### Task brief
Collect every line in the records below that contains the word "house". Case counts.
+++ Exercise materials
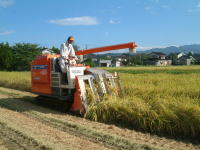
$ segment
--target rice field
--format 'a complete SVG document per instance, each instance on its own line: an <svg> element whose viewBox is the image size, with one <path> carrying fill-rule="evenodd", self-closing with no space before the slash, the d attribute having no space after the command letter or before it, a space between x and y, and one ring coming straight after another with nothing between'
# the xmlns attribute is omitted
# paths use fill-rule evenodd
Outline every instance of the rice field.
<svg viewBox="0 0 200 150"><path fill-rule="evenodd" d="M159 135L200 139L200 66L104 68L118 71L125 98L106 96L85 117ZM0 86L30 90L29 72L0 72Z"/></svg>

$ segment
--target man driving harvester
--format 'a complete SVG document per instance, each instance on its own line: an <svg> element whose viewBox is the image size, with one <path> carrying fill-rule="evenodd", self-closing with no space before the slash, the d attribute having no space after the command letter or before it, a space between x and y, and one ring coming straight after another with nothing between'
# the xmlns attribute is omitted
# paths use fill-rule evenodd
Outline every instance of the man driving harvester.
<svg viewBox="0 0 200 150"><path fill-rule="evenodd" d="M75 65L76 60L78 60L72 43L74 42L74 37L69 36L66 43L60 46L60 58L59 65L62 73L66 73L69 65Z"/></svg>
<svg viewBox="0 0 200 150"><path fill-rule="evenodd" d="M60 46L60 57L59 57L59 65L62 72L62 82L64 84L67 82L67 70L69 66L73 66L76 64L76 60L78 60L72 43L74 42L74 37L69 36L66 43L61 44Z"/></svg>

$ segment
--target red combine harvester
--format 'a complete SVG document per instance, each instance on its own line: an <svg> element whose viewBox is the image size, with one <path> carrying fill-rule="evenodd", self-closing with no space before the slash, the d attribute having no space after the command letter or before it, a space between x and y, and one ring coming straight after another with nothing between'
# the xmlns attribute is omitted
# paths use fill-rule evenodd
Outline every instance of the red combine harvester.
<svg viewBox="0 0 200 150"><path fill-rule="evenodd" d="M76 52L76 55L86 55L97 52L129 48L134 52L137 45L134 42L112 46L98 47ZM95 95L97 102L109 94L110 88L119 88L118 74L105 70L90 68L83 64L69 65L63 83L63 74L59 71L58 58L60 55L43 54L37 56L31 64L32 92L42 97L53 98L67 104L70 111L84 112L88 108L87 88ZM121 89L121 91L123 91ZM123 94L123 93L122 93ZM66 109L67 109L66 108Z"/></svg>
++++++
+++ Exercise materials
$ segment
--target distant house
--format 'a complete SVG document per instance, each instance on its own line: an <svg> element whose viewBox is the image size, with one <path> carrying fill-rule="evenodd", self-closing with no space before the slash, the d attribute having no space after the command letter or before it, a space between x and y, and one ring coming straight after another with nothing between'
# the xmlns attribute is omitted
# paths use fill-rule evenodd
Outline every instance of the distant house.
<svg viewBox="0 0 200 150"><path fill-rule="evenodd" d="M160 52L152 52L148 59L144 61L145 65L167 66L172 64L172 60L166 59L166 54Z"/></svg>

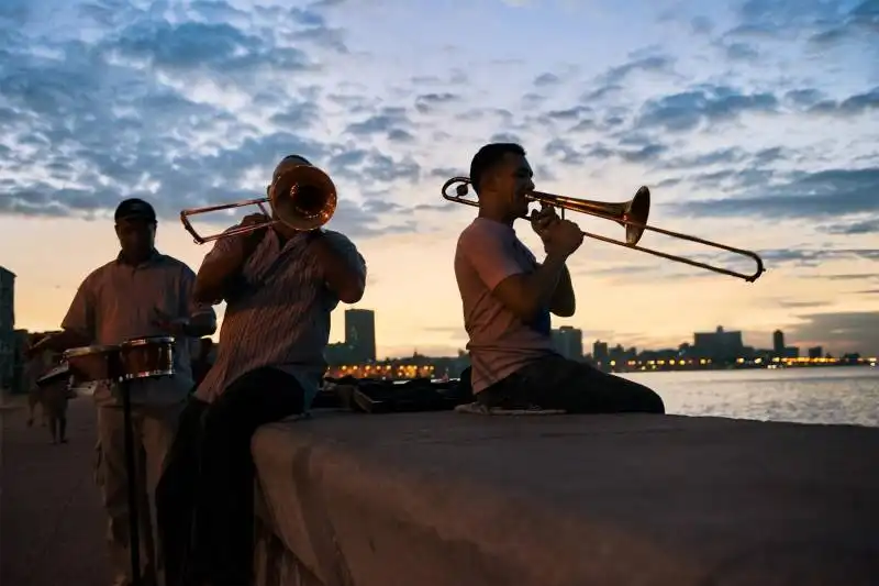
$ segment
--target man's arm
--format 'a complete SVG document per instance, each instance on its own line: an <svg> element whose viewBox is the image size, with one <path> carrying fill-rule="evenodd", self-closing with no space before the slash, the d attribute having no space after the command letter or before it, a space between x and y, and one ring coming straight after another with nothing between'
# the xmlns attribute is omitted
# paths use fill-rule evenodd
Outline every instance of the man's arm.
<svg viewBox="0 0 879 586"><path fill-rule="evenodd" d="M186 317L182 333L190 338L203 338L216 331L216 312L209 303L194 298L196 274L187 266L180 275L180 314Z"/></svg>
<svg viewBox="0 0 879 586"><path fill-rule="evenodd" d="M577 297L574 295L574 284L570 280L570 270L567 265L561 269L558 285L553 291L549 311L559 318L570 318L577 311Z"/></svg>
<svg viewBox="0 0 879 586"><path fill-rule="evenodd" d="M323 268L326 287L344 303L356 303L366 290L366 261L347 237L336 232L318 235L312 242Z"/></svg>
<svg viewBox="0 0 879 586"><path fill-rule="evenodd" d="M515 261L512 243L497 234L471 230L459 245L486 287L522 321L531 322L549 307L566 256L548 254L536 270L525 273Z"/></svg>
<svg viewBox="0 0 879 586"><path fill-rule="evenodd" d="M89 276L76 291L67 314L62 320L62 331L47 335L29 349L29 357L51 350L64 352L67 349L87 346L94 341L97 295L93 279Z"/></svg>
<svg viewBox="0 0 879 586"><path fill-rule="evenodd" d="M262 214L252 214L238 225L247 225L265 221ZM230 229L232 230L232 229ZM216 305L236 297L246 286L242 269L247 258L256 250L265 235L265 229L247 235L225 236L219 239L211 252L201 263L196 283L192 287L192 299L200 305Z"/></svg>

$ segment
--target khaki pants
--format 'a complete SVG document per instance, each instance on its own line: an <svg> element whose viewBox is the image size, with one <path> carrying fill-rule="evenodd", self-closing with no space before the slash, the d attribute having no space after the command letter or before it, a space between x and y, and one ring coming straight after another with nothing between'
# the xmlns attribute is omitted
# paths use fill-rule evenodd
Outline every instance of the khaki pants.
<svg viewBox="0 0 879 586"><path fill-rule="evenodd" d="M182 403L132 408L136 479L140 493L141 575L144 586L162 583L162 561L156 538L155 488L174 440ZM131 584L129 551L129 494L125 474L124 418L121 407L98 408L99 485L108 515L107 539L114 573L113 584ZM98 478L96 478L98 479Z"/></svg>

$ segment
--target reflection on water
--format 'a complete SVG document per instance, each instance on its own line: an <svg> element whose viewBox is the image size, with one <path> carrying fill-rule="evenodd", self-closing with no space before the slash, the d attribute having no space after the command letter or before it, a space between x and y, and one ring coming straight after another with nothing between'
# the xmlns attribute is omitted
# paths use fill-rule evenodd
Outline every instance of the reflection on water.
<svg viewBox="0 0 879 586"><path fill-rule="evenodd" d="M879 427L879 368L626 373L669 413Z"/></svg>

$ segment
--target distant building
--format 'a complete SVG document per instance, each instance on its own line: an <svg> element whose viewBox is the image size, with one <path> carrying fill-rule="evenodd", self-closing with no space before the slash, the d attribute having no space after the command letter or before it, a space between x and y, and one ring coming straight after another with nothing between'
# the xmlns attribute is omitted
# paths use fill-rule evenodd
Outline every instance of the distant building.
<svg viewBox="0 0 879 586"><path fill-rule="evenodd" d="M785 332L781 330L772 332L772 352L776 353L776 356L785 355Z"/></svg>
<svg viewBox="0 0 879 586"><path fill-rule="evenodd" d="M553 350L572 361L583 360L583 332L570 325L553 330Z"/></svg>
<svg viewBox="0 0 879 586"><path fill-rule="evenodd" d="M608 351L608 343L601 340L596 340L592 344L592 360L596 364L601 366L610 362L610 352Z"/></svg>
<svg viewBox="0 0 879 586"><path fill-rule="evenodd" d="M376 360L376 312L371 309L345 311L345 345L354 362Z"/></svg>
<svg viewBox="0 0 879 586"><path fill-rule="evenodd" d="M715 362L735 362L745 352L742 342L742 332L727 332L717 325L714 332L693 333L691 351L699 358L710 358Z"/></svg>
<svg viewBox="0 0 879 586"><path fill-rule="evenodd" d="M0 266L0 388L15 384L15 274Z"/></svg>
++++++
+++ Exercise materials
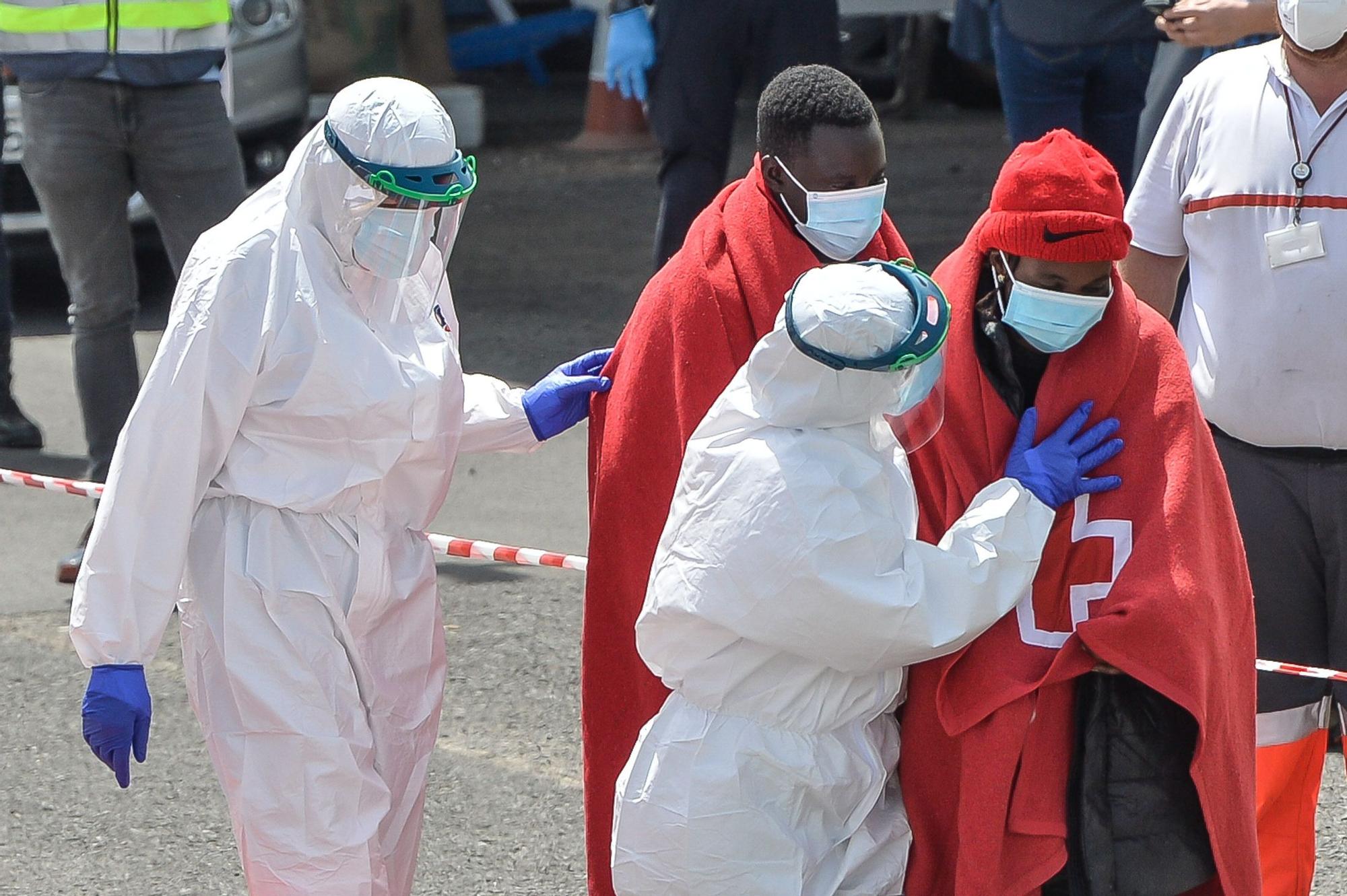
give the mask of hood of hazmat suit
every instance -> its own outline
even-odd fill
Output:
++++++
### Final result
--target distant house
Outline every instance of the distant house.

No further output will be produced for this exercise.